START Text

Skip to content

Memories

GitHub: divyekant/memories

AI assistants lose all context when a session ends. Memories gives them persistent, searchable memory that survives across sessions, projects, and machines. It runs locally as a Docker service, provides sub-50ms hybrid search combining BM25 keyword matching with vector similarity, and works with any AI client that supports MCP or REST.

  • Hybrid search — BM25 keyword + vector similarity with Reciprocal Rank Fusion, under 50ms
  • AUDN extraction pipeline — Automatically classifies facts as Add, Update, Delete, or Noop to keep memory clean over time
  • Multi-client support — MCP for Claude Code, Cursor, Codex; REST API for ChatGPT, OpenClaw, and anything else
  • Automatic memory hooks — 5-event lifecycle (session start, prompt, response, pre-compact, session end) for hands-free memory management
  • Novelty detection — Checks if information is already known before storing, preventing duplicates
  • Auto-backups — Snapshots after every write, with optional cron and Google Drive/S3 off-site backup
  • ONNX Runtime inference — Same model quality as PyTorch (all-MiniLM-L6-v2) in a 68% smaller Docker image
  • Web UI — Built-in memory browser at /ui for viewing and managing stored memories
  • Extraction providers — Anthropic, OpenAI, ChatGPT Subscription, Ollama, or skip entirely

Memories is the foundational persistence layer of the Arkos ecosystem. Carto stores its codebase index in Memories. Learning stores failure-fix patterns in Memories. Hermes writes generated documentation entries to Memories. Any tool that needs to remember something across sessions uses Memories as its backend.

END Text

Questions to answer –
1) In one to three sentences, explain the purpose that the Memories overview gives for the AUDN extraction pipeline classifying facts as Add, Update, Delete, or Noop.
2) Write the next part of the Memories overview, starting after its last sentence.

START Records shown

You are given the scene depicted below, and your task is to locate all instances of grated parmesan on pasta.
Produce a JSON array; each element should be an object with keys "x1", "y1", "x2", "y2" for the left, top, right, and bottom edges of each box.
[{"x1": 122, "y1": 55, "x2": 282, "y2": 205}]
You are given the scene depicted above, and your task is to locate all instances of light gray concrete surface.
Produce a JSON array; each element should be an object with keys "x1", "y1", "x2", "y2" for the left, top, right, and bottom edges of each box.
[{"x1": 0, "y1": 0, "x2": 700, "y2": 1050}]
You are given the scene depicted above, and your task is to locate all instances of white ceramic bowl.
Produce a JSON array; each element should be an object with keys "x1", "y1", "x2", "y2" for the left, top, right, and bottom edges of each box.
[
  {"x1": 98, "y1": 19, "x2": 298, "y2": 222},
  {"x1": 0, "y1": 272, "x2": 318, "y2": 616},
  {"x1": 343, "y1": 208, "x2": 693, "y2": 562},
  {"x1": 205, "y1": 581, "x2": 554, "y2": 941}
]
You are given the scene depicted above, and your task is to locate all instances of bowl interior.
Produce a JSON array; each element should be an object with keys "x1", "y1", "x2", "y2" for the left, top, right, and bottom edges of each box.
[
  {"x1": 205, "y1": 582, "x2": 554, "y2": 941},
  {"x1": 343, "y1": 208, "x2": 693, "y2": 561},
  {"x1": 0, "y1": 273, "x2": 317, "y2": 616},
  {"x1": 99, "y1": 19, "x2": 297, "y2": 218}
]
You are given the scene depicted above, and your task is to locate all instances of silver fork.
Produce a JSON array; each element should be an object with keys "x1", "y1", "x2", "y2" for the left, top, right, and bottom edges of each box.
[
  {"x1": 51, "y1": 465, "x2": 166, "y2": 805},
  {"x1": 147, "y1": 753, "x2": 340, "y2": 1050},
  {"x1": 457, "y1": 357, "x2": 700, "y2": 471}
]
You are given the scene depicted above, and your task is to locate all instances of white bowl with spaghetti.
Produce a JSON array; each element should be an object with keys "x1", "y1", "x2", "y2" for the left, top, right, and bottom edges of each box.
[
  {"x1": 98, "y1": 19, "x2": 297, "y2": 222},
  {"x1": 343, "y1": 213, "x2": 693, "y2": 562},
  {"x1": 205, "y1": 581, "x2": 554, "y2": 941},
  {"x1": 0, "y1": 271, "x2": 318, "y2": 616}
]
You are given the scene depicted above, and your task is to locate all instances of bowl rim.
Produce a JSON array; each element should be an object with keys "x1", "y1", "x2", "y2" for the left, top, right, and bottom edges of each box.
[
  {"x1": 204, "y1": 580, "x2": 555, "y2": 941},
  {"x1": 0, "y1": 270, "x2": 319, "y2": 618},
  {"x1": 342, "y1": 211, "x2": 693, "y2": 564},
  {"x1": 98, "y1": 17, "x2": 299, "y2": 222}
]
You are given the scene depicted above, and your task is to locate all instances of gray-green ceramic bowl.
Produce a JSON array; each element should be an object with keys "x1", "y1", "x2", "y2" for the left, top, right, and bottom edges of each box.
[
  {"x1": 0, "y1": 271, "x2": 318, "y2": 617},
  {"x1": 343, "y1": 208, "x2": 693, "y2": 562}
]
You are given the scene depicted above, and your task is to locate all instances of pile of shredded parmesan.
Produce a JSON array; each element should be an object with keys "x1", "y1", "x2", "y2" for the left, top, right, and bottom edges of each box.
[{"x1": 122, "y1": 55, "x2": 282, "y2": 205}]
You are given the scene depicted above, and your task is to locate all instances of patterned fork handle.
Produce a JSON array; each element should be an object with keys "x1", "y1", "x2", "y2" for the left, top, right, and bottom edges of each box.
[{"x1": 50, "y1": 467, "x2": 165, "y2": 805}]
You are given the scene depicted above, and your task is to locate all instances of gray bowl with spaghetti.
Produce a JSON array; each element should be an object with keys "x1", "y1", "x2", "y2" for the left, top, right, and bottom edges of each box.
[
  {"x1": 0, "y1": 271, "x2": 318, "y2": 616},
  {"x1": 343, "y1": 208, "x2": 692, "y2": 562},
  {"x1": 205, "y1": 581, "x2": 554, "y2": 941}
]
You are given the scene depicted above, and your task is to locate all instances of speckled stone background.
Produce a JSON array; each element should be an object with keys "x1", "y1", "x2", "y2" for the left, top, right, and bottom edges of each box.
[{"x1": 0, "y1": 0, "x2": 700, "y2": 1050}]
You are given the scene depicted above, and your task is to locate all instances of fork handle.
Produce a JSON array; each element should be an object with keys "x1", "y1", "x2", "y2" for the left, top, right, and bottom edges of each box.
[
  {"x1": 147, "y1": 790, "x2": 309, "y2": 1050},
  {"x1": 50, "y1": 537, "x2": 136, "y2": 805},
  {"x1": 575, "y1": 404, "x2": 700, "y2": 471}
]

END Records shown

Answers to the tasks –
1) The AUDN extraction pipeline automatically classifies each fact as Add, Update, Delete, or Noop so that the stored memory stays clean over time.

2)
Terminal window
# Clone and start
git clone https://github.com/divyekant/memories.git
cd memories
docker compose -f docker-compose.snippet.yml up -d
# Verify
curl http://localhost:8900/health
# Add a memory
curl -X POST http://localhost:8900/memory/add \
-H "Content-Type: application/json" \
-d '{"text": "Always use TypeScript strict mode", "source": "standards.md"}'
# Search
curl -X POST http://localhost:8900/search \
-H "Content-Type: application/json" \
-d '{"query": "TypeScript config", "k": 3, "hybrid": true}'

The service runs at http://localhost:8900. API docs at /docs, memory browser at /ui.

Memories runs as a FastAPI service inside Docker. Clients connect via MCP protocol (Claude Code, Codex, Cursor) or REST API (everything else). The MCP server is a thin Node.js wrapper that translates MCP tool calls into REST requests.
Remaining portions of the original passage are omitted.